**REQUIRED TASKS**.
1) In the passage on gems, will you copy out the stretch that begins at the words "Several Sisters asked" and stops after "a look around."?
2) Does the passage on gems support each statement below? Answer yes or no for each, quoting the words that decide it.
(a) A synthetic ruby contains iron.
(b) A new color of tourmaline was found in Paraiba, Brazil.
(c) The passage reveals the answers given to the Sisters' plot questions.

**EXCERPTED PASSAGE**.
· · · · · · ·
We got a little bit of information about all kinds of gems, not just diamonds. For instance, we learned that a natural ruby contains iron and a synthetic ruby does not, and that under UV fluorescence the natural gem and the synthetic reflect a different color, making it easy to determine which one is authentic. Someone asked if there had been any new gems discovered. The answer was, no. But, he told us that in Paraiba, Brazil a new color of tourmaline had been discovered. It’s an electric green-blue color. Mr. Campbell said that in Burma rubies had been found with black centers. And he told us that a new, and pretty substantial, deposit of diamonds had been discovered in Canada. This new mine, called the Eketi Mine, rivals the South African diamond mines.

Several Sisters asked specific questions that related to the jewels in the plot line of their novels in progress, and they got some interesting answers. It would be completely uncool to reveal any of the answers here, but I can tell you there are some interesting jewel-oriented plotting going on in the minds of some of the women who attended the field trip. I wouldn’t be at all surprised if the information that we received at GIA didn’t end up in a story. I know it helped me. I have an old story about a diamond smuggler, just sitting in a drawer, that I wasn’t sure what to do with. Maybe, I’ll have him take a trip up to the wilds of Canada and take a look around.
· · · · · · ·
**GIVEN RECORDS**.
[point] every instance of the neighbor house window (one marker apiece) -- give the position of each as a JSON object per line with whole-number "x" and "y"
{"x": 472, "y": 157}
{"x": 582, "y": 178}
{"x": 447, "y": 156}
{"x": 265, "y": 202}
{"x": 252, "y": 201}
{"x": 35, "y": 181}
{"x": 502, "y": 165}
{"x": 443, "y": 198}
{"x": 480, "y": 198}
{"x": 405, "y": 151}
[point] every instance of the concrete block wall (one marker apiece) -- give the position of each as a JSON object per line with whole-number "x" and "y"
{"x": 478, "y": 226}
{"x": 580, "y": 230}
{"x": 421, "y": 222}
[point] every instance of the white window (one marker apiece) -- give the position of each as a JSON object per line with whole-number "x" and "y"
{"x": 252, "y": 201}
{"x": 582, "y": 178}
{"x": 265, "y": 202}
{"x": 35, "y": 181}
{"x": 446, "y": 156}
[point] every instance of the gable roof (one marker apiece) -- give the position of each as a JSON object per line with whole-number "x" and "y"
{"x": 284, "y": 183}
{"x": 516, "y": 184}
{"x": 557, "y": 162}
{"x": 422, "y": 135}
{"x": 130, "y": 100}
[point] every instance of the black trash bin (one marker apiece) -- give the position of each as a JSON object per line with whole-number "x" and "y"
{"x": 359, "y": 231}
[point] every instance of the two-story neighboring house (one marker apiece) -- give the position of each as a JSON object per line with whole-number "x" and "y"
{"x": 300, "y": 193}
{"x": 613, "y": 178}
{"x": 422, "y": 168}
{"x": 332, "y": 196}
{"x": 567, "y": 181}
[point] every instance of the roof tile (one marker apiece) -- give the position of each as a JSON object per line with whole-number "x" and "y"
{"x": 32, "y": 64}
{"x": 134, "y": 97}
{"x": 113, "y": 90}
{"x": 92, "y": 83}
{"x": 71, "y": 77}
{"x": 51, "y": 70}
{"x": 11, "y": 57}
· · · · · · ·
**THE REPLIES**.
1)
Several Sisters asked specific questions that related to the jewels in the plot line of their novels in progress, and they got some interesting answers. It would be completely uncool to reveal any of the answers here, but I can tell you there are some interesting jewel-oriented plotting going on in the minds of some of the women who attended the field trip. I wouldn’t be at all surprised if the information that we received at GIA didn’t end up in a story. I know it helped me. I have an old story about a diamond smuggler, just sitting in a drawer, that I wasn’t sure what to do with. Maybe, I’ll have him take a trip up to the wilds of Canada and take a look around.

2)
(a) No: "a natural ruby contains iron and a synthetic ruby does not"
(b) Yes: "in Paraiba, Brazil a new color of tourmaline had been discovered"
(c) No: "It would be completely uncool to reveal any of the answers here"